**Input data:**
--- BEGIN ---

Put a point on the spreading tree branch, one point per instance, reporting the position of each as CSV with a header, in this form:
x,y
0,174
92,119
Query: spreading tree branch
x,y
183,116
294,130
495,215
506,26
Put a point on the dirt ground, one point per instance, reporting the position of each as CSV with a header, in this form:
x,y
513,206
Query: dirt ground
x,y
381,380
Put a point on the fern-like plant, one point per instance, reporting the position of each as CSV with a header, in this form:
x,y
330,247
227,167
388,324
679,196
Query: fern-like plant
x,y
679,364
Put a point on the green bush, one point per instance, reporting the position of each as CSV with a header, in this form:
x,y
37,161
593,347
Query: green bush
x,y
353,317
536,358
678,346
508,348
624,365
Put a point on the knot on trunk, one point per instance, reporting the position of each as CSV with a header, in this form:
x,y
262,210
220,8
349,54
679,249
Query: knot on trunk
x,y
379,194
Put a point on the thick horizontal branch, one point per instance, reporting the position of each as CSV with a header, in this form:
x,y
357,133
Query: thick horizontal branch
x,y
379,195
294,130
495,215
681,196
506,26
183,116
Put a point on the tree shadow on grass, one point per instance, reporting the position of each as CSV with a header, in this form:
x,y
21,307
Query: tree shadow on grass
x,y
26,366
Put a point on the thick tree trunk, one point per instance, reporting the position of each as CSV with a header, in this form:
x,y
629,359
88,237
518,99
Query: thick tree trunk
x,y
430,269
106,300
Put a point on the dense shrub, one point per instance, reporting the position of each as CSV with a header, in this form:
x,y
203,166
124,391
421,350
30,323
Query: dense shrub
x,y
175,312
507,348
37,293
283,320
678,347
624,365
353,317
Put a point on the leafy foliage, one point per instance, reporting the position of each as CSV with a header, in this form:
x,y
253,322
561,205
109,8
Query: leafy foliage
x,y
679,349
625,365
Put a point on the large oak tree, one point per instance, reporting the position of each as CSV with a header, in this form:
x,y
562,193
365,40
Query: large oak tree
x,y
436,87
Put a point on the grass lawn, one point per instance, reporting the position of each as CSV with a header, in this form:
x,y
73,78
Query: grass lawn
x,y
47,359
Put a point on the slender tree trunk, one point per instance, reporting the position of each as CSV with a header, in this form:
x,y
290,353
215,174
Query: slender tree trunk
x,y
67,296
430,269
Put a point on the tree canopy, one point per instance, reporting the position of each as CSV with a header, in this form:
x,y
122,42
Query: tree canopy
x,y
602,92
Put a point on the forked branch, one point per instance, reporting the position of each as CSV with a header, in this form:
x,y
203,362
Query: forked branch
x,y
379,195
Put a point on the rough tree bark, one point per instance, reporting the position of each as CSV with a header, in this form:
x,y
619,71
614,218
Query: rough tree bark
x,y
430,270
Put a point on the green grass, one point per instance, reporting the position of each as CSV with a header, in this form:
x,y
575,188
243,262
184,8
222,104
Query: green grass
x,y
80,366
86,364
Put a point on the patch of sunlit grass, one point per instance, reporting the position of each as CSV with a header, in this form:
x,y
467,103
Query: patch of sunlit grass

--- END ---

**Task instructions:**
The entries above should be repeated exactly, every one of them.

**Solution:**
Put a point on the spreading tree branch, one point per instance, reporting the position of each as CSV with a header, in this form:
x,y
0,174
92,119
Query: spreading tree branch
x,y
183,116
294,130
495,215
506,26
Put a point on the dirt ground, one point per instance, reporting the position of each as CSV with a header, in this form:
x,y
513,206
Query: dirt ground
x,y
381,380
Put a point on the fern-like plant, one point per instance, reporting the position of each as CSV with a header, in this form:
x,y
330,247
227,167
388,324
679,196
Query: fern-like plant
x,y
679,364
Put a point on the green bush, one point per instance, reporting the position of each as CSV with a header, in this form:
x,y
37,161
593,347
Query: green bush
x,y
353,317
536,358
678,346
508,348
624,365
Put a point on the knot on trunk, one point per instance, reporting the position of each as CSV with a header, in this form:
x,y
262,210
220,8
349,54
679,249
Query: knot on trunk
x,y
379,194
Put a point on the thick horizontal branch, one point per instance, reporting the position of each as CSV with a header, in this form:
x,y
357,133
Query: thick horizontal branch
x,y
379,195
294,130
495,215
681,196
506,26
183,116
Put a point on the tree shadow on grass, one point per instance, reporting the position of each as CSV with a header, in this form:
x,y
21,307
Query: tree shadow on grass
x,y
26,366
Put a point on the thick tree trunk, one point per instance, reporting the position of each as CSV with a header, in this form:
x,y
629,359
88,237
518,99
Query: thick tree trunk
x,y
430,269
106,300
Put a point on the dense shrub, one point per instance, reporting the position of each as CSV with a header, in this form:
x,y
203,166
124,391
421,350
30,323
Query: dense shrub
x,y
175,312
507,348
37,293
283,320
678,347
624,365
353,317
Put a point on the leafy foliage, one point per instance, reporting the position of each as CSV with a header, in this form:
x,y
253,322
561,205
109,8
Query: leafy foliage
x,y
679,349
625,365
Put a point on the large oak tree, one point per instance, reporting the position of each as CSV with a header, in this form:
x,y
562,193
365,40
Query: large oak tree
x,y
436,87
Put a point on the grass lawn, one point per instance, reporting the position of each as CSV with a header, in this form:
x,y
73,78
Query: grass lawn
x,y
47,359
Put a point on the slender tree trunk, one point per instance, reporting the position of each as CSV with a header, in this form:
x,y
290,353
215,174
Query: slender tree trunk
x,y
67,296
430,269
Put a point on the tree canopy, one point per instance, reporting the position of each as CSV with a header, in this form:
x,y
122,42
Query: tree canopy
x,y
602,92
Put a point on the forked branch, one point per instance, reporting the position of each as CSV with a header, in this form:
x,y
203,362
Query: forked branch
x,y
379,195
Put a point on the rough tree bark, one point per instance, reporting the position of each as CSV with a header, in this form:
x,y
619,71
614,218
Query: rough tree bark
x,y
430,270
Put a point on the green grass, one point per instance, reporting the position of each as CSV with a header, in this form:
x,y
575,188
243,262
184,8
222,104
Query: green grass
x,y
80,366
86,364
Put a point on the patch of sunlit grass, one point per instance, reporting the position of each as CSV with a header, in this form:
x,y
467,103
Query: patch of sunlit grass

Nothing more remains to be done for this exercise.